◆ **Problem to work on**: In the excerpt on combining files into one xarray dataset, why can the spatial coordinates be taken from the first granule?

── Source document

Now we will combine the files into one xarray dataset, for which we have to access one group at a time within the hierarchichal datasets. This can take several minutes.

dataset = xr.open_mfdataset(
    paths,
    group="geophysical_data",
    concat_dim="time",
    combine="nested",
)

We can get the spatial coordinates from the first granule, since these are invariant. We have concatenated along a new dimension (i.e., a dimension not present in the datasets). To incorporate the temporal coordinates, we can add a variable for the “time” dimension by grabbing it from the filename.

space = xr.open_dataset(paths[0], group="navigation_data")
time = [datetime.strptime(i[-12:-3], "%Ym%m%d") for i in results]
dataset = (
    xr.merge((dataset, space, {"time": ("time", time)}))
    .swap_dims(swap_dims)
)

────
── Given data

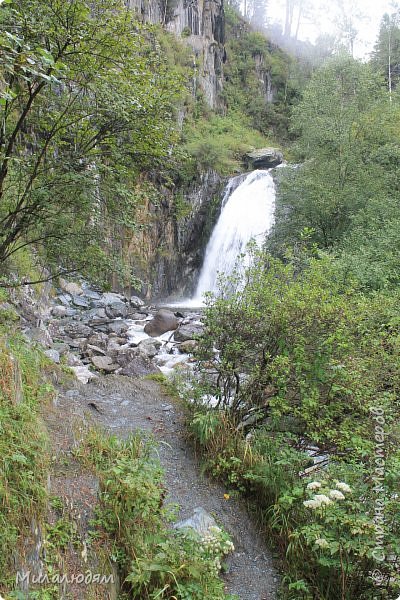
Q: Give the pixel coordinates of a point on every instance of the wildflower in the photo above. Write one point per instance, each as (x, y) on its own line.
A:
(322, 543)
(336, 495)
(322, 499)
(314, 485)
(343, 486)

────
── Given data

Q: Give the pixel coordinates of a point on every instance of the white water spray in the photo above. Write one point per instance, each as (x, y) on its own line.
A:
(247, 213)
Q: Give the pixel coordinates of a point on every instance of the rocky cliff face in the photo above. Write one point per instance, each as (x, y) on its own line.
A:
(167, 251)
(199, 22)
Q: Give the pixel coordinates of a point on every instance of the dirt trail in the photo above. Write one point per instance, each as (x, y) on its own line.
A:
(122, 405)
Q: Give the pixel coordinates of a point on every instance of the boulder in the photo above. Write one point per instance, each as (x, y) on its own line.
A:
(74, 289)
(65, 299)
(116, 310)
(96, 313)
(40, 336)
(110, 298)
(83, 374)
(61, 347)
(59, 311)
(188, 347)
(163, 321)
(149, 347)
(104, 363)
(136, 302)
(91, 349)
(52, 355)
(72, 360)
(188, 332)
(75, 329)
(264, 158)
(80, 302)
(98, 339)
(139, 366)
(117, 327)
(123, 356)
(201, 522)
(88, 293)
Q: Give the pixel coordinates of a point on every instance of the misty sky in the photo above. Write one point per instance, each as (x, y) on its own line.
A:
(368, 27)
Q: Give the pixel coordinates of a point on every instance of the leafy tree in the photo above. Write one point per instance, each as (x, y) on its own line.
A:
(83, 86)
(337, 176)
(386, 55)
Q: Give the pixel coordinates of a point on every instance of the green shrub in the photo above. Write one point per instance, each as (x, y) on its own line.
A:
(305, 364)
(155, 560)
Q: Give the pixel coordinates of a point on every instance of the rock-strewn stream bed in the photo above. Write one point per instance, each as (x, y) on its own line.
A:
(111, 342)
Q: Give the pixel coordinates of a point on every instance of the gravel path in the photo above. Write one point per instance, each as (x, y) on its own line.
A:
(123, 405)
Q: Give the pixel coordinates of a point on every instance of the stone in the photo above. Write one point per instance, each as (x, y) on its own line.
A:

────
── Given data

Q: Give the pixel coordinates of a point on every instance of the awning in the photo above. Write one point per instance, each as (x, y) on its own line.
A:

────

◆ **Completed task**: Because the spatial coordinates are invariant.